*** Extracted information

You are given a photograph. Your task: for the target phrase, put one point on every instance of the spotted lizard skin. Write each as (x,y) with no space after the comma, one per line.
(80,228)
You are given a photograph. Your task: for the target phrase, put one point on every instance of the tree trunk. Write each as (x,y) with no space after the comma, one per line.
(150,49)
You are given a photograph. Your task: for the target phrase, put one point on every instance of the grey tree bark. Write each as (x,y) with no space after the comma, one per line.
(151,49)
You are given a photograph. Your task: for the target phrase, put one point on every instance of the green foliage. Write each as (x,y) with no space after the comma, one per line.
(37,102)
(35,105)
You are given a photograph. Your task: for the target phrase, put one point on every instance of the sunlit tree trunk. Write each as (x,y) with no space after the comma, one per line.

******

* **Required work**
Reproduce all records exactly, without omissions.

* **Result**
You are given a photograph. Your task: for the target phrase, put one point on every instance of the spotted lizard skin. Write each as (x,y) with no space after the comma, one per line.
(80,228)
You are given a photograph. Your task: for the target phrase, put one point on every instance of the tree trunk. Write each as (x,y) with no space after the comma, one per line.
(150,49)
You are given a photograph. Your task: for the target phrase, put one point on every instance of the grey tree bark. Write each as (x,y) with no space after the comma, one per line.
(151,49)
You are given a photograph. Your task: for the target phrase, put one point on every instance of the green foliage. Write each as (x,y) with no space after the comma, one per line.
(37,102)
(35,105)
You are given a photograph. Your task: for the target phrase, put one point on every instance of the sunlit tree trunk. Write each as (x,y) with no space after the comma, one per line.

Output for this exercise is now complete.